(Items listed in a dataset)
## BEGIN
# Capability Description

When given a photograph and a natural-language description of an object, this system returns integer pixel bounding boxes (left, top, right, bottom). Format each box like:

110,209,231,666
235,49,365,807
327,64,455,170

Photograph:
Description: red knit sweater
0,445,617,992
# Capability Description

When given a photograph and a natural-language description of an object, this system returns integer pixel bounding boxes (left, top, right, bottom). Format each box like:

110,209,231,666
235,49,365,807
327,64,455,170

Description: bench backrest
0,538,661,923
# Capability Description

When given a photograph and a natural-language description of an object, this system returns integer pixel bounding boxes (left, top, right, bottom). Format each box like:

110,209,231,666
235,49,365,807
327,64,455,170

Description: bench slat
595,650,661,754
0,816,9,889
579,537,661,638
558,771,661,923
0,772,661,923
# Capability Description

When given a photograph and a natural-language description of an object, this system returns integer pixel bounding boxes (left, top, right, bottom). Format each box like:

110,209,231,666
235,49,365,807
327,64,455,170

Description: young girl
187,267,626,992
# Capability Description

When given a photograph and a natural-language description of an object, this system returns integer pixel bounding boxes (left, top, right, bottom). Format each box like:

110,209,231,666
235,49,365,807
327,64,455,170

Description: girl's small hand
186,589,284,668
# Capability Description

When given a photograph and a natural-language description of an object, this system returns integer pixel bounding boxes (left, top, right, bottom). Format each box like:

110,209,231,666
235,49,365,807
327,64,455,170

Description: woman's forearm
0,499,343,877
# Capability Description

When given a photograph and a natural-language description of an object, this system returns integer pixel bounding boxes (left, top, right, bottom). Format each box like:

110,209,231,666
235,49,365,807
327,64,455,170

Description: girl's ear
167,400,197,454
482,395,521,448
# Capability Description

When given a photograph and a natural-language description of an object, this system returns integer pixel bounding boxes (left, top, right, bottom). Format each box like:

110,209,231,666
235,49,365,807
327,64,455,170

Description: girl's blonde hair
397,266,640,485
## END
The problem: In full and verbatim, repeat the records given above.

Completed exercise:
# Capability Description

When given a photograph and a natural-language description of an object, this system returns integer pixel bounding boxes (left, top, right, bottom). Format each box like:

110,209,231,666
235,49,365,807
327,64,455,170

Photograph:
Description: red knit sweater
0,445,617,992
# Capability Description

When given a photograph and a natural-language description of an object, this system returns integer pixel bounding boxes (left, top, right, bottom). Format each box like:

110,209,231,666
235,49,365,807
327,64,455,170

Description: bench backrest
0,538,661,923
# Capability Description

When given a photograph and a natural-language description of an object, this system returns integer pixel bounding boxes (left, top, right, bottom). Format each box like:

110,209,231,666
235,49,365,807
327,64,455,170

Description: bench slat
595,650,661,754
0,816,9,889
579,537,661,638
558,771,661,923
0,772,661,923
# Capability Description

When given a photograph and a natural-language description of an object, this system returns integer pixel bounding boxes (left, top, right, bottom). Format each box like:

110,209,231,666
235,49,365,807
327,64,455,170

Description: young girl
187,267,626,992
# Capability Description

When given a photograph and a natural-language description of an object, this system returns integer pixel bounding boxes (left, top, right, bottom). Format each box like:

110,209,231,666
235,49,365,807
327,64,455,170

Description: girl's small hand
186,589,284,668
# Capability Description

When given a photograph and a natural-language description of an object, this system returns integer pixel bounding boxes (left, top, right, bottom). Format each box like:

110,209,231,666
235,49,365,807
327,64,455,170

Description: woman's forearm
0,499,343,877
# Capability Description

When given a photograph and a natural-language description of an object, this system returns integer pixel bounding boxes (left, top, right, bottom). Format each box like:

110,209,231,666
235,49,365,807
327,64,455,170

Description: girl's ear
167,400,197,454
482,395,521,448
# Capability Description

When given a photograph and a natural-language description of an object, this system returns integer pixel bounding boxes (left, top, right, bottom). Format each box like:

110,209,231,666
235,49,365,807
327,64,455,170

Description: girl's blonde hair
397,266,640,485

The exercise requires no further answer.